### DO THIS
Put the lines below into a Markdown table with two columns, Row and Line. Number the rows in order and skip any blank lines.

- - -

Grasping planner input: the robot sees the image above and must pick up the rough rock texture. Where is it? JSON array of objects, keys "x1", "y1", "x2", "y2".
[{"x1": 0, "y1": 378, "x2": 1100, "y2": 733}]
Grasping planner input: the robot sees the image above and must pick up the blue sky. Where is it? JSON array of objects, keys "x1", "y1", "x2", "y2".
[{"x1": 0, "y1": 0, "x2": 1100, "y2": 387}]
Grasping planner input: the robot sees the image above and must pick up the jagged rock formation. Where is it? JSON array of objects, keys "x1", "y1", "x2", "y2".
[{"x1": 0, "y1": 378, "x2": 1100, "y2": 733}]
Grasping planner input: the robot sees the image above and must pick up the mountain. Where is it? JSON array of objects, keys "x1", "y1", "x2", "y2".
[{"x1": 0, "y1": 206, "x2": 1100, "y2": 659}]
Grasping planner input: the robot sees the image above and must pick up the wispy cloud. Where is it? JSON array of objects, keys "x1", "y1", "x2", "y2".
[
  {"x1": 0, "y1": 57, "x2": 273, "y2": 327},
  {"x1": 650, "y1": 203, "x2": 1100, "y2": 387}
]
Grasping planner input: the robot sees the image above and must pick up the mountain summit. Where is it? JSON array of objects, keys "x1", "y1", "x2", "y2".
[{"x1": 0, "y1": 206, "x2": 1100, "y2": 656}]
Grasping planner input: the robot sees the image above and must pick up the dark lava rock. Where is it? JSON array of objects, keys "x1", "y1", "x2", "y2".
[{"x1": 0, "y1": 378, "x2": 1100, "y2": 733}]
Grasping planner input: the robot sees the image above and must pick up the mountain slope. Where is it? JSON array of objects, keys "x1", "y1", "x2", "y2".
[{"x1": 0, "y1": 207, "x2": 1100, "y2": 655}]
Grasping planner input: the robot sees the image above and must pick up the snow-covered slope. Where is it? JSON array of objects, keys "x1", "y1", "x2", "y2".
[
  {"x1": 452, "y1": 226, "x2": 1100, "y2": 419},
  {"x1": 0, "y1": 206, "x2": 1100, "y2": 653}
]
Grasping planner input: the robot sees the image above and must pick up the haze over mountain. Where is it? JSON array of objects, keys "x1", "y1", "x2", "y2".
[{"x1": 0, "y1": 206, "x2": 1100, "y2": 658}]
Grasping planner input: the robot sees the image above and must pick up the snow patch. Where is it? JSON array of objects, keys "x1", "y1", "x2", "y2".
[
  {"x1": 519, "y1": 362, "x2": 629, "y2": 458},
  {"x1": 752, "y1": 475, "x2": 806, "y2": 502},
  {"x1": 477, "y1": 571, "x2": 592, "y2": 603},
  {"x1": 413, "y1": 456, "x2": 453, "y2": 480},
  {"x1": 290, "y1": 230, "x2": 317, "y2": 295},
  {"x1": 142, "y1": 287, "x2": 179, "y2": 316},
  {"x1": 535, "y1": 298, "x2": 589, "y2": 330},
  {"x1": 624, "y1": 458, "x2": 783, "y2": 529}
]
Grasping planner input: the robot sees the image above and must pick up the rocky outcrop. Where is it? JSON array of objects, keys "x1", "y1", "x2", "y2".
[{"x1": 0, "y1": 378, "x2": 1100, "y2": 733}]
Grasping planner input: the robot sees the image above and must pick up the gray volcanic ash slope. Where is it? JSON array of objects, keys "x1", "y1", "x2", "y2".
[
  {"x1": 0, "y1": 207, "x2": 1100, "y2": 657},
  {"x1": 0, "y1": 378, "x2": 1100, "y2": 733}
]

- - -

### WRITTEN ANSWER
| Row | Line |
|---|---|
| 1 | Grasping planner input: the robot sees the image above and must pick up the rough rock texture. Where is it? JSON array of objects, keys "x1", "y1", "x2", "y2". |
| 2 | [{"x1": 0, "y1": 378, "x2": 1100, "y2": 733}] |
| 3 | Grasping planner input: the robot sees the image above and must pick up the blue sky. Where is it? JSON array of objects, keys "x1", "y1", "x2", "y2". |
| 4 | [{"x1": 0, "y1": 0, "x2": 1100, "y2": 387}] |
| 5 | Grasping planner input: the robot sees the image above and must pick up the jagged rock formation. Where is it? JSON array of objects, keys "x1", "y1", "x2", "y2". |
| 6 | [{"x1": 0, "y1": 378, "x2": 1100, "y2": 733}] |
| 7 | Grasping planner input: the robot sees the image above and must pick up the mountain. Where is it? JSON array of objects, keys "x1", "y1", "x2", "y2". |
| 8 | [{"x1": 0, "y1": 206, "x2": 1100, "y2": 659}] |
| 9 | Grasping planner input: the robot sees the image above and must pick up the wispy cloud. Where is it? JSON array of objects, keys "x1", "y1", "x2", "y2". |
| 10 | [ |
| 11 |   {"x1": 0, "y1": 57, "x2": 273, "y2": 327}, |
| 12 |   {"x1": 650, "y1": 203, "x2": 1100, "y2": 387} |
| 13 | ] |
| 14 | Grasping planner input: the robot sees the image above and must pick up the mountain summit. Where is it? JSON array of objects, keys "x1", "y1", "x2", "y2". |
| 15 | [{"x1": 0, "y1": 206, "x2": 1100, "y2": 656}] |
| 16 | Grasping planner input: the robot sees the image above and must pick up the dark lava rock. Where is it? JSON array of objects, keys "x1", "y1", "x2", "y2". |
| 17 | [{"x1": 0, "y1": 378, "x2": 1100, "y2": 733}] |
| 18 | Grasping planner input: the robot sees the image above and must pick up the mountain slope. Where is it? JSON array of objects, keys "x1", "y1", "x2", "y2". |
| 19 | [{"x1": 0, "y1": 207, "x2": 1100, "y2": 655}] |
| 20 | Grasping planner input: the robot sees the image above and must pick up the snow-covered slope. Where is it? JSON array of objects, keys "x1", "y1", "x2", "y2". |
| 21 | [ |
| 22 |   {"x1": 452, "y1": 226, "x2": 1100, "y2": 419}, |
| 23 |   {"x1": 0, "y1": 206, "x2": 1100, "y2": 653} |
| 24 | ] |
| 25 | Grasping planner input: the robot sees the image above and must pick up the haze over mountain. Where is it? JSON array of objects, keys "x1", "y1", "x2", "y2". |
| 26 | [{"x1": 0, "y1": 206, "x2": 1100, "y2": 658}] |
| 27 | Grasping planner input: the robot sees the image above and must pick up the snow patch. Where is it? JSON array of objects, keys "x1", "y1", "x2", "y2". |
| 28 | [ |
| 29 |   {"x1": 519, "y1": 362, "x2": 629, "y2": 458}, |
| 30 |   {"x1": 752, "y1": 475, "x2": 806, "y2": 502}, |
| 31 |   {"x1": 477, "y1": 571, "x2": 592, "y2": 603}, |
| 32 |   {"x1": 413, "y1": 456, "x2": 453, "y2": 480}, |
| 33 |   {"x1": 290, "y1": 230, "x2": 317, "y2": 295}, |
| 34 |   {"x1": 142, "y1": 287, "x2": 179, "y2": 316}, |
| 35 |   {"x1": 535, "y1": 298, "x2": 589, "y2": 330}, |
| 36 |   {"x1": 624, "y1": 458, "x2": 783, "y2": 529} |
| 37 | ] |
| 38 | Grasping planner input: the robot sees the image above and must pick up the rocky outcrop. Where is it? JSON array of objects, keys "x1", "y1", "x2", "y2". |
| 39 | [{"x1": 0, "y1": 378, "x2": 1100, "y2": 733}] |
| 40 | Grasping planner input: the robot sees the image above and must pick up the gray volcanic ash slope. Where is it? JSON array of objects, keys "x1", "y1", "x2", "y2". |
| 41 | [ |
| 42 |   {"x1": 0, "y1": 207, "x2": 1100, "y2": 657}, |
| 43 |   {"x1": 0, "y1": 378, "x2": 1100, "y2": 733} |
| 44 | ] |